**The task**: Can you render the data from the line with "the black pot" up to and including the line with "x=524, y=661" as a numbered list, leaving out any blank lines?

**Supplied material**:

★ ★ ★ ★ ★

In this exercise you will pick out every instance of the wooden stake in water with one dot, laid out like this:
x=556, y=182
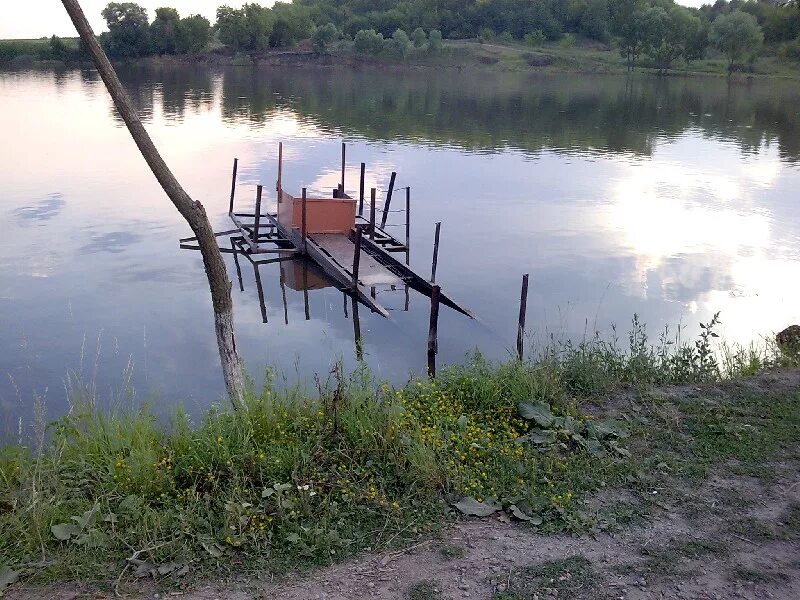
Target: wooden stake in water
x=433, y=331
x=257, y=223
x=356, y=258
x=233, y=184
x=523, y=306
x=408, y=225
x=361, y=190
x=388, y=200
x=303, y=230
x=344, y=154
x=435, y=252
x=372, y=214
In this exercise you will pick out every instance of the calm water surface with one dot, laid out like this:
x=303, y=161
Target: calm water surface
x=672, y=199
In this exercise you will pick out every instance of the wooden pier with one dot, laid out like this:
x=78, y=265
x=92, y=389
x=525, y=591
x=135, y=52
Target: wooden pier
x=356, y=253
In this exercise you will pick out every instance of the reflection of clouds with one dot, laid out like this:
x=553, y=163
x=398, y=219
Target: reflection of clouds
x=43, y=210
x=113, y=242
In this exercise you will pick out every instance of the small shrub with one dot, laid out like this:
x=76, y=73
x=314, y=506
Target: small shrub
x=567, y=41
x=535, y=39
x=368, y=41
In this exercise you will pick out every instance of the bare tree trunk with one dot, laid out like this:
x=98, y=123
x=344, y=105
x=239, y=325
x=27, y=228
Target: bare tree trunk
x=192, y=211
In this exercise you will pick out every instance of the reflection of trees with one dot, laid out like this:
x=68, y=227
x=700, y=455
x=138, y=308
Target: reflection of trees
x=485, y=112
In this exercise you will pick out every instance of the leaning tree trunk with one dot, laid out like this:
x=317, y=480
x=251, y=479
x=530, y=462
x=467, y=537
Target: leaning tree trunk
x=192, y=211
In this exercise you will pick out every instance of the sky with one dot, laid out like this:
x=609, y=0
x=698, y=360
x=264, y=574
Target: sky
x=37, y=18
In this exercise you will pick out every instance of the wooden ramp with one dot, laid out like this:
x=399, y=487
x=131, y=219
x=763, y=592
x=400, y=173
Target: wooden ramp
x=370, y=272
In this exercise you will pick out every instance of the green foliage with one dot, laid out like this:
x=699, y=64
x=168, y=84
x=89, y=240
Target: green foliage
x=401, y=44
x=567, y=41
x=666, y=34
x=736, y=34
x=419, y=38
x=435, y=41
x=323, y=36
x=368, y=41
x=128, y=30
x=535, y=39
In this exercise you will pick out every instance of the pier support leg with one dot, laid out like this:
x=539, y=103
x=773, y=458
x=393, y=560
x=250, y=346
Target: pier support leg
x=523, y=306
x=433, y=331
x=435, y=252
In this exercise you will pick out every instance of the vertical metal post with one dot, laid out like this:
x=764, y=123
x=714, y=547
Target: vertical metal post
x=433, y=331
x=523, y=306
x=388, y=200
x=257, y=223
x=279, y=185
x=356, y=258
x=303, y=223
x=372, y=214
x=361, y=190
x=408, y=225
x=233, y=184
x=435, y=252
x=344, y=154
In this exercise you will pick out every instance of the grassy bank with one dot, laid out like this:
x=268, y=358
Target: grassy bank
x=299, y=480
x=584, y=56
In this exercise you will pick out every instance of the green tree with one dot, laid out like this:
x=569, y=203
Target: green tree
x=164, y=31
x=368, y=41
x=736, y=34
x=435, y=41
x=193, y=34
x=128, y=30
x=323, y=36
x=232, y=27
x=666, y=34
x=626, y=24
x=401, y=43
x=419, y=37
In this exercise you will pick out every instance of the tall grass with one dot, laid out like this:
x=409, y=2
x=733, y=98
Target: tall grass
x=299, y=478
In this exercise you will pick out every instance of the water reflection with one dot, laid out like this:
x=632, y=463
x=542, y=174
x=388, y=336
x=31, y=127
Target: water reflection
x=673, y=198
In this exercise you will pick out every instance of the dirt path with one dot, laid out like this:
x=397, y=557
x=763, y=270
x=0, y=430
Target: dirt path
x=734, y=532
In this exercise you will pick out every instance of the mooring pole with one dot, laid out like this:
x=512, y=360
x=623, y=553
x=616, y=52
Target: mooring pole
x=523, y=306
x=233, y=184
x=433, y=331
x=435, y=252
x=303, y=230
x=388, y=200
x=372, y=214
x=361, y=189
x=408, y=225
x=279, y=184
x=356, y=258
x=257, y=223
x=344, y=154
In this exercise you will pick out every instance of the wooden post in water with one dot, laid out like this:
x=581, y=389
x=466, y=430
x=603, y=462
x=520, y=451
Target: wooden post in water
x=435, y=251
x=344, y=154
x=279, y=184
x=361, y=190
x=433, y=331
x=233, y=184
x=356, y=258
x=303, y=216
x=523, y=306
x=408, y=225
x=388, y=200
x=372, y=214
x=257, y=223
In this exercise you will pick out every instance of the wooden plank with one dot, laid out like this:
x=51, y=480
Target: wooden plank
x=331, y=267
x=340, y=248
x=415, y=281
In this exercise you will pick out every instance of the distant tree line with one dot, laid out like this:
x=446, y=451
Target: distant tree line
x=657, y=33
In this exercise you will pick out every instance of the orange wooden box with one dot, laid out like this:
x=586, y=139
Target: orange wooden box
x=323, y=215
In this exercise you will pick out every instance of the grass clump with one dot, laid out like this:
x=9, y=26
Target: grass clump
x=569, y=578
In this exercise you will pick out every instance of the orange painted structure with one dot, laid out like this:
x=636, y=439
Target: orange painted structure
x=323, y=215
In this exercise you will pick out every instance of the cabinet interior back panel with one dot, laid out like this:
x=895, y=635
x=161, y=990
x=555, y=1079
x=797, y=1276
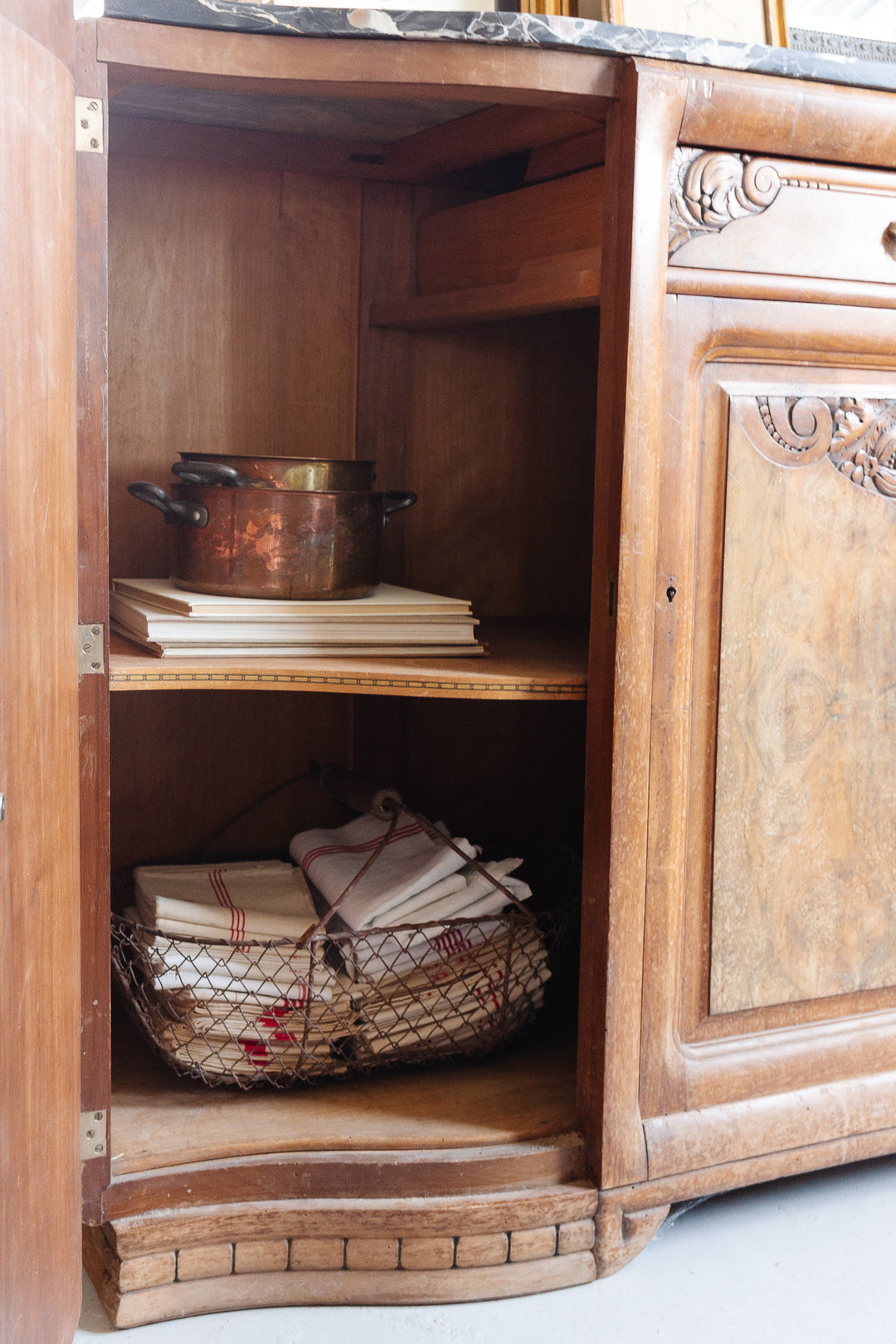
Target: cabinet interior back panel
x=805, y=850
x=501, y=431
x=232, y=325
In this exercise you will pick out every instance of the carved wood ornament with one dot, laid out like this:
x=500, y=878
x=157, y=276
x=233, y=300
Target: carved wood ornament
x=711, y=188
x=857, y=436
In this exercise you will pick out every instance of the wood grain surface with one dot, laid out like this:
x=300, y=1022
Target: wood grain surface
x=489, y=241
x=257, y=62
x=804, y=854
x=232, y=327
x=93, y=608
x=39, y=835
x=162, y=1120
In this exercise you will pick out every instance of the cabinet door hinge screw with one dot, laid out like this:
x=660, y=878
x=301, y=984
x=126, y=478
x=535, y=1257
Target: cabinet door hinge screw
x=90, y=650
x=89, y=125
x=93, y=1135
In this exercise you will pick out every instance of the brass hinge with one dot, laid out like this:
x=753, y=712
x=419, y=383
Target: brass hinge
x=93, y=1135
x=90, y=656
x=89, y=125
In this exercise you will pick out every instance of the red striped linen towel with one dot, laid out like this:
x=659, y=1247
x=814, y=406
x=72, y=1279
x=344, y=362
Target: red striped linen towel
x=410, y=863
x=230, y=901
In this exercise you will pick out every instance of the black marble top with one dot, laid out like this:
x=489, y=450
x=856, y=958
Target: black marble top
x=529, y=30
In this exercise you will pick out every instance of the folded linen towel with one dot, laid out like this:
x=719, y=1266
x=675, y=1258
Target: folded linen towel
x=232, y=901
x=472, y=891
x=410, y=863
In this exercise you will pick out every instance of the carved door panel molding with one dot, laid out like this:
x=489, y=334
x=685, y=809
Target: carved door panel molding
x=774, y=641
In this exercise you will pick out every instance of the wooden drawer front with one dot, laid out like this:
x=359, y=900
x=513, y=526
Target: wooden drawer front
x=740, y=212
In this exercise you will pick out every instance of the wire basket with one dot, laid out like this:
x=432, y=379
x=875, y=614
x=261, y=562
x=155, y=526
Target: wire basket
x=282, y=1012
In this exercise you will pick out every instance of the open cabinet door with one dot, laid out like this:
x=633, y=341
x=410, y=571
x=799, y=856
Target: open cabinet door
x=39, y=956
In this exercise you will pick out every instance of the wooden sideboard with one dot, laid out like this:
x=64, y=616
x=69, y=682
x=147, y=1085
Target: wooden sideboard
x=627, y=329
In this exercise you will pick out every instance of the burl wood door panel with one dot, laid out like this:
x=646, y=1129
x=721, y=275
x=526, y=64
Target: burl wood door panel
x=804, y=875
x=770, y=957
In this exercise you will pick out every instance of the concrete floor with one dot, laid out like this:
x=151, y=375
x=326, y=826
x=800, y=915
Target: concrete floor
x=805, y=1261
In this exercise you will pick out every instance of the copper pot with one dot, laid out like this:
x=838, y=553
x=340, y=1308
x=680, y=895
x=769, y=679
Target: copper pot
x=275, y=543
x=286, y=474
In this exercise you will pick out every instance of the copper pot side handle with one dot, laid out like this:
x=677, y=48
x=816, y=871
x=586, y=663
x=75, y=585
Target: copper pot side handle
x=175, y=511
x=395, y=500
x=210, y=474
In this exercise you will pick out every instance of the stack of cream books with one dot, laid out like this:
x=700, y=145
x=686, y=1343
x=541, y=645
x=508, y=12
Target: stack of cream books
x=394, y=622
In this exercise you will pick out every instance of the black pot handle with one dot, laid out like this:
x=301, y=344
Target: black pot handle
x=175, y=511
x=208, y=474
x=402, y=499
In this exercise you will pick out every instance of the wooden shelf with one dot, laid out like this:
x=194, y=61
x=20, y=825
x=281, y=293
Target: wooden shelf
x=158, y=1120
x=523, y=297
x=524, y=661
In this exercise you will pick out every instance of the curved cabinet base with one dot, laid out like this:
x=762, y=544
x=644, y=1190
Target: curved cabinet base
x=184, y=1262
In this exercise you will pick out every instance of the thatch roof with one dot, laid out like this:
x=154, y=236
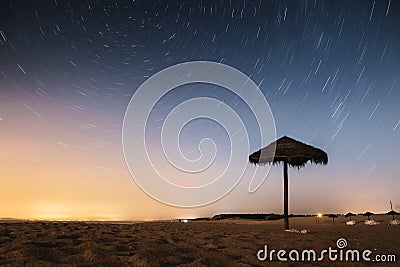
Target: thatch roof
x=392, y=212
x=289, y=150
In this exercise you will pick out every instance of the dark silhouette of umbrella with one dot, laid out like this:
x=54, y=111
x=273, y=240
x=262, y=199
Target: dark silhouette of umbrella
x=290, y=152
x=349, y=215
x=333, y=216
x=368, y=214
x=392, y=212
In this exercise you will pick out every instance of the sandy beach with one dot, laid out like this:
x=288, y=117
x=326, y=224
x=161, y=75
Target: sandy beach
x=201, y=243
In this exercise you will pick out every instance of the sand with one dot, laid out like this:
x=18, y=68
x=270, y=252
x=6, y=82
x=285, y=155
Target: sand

★ ★ ★ ★ ★

**Answer below**:
1. In this exercise you will pick out every instance of the black pot handle with one dot, laid out like this:
2. x=301, y=344
3. Target: black pot handle
4. x=175, y=511
5. x=208, y=474
6. x=402, y=499
7. In this exercise you will pick out every instance of the wooden shelf with one dot, laid out like this:
8. x=194, y=61
9. x=20, y=825
10. x=281, y=293
11. Target: wooden shelf
12. x=158, y=1120
13. x=523, y=297
14. x=524, y=661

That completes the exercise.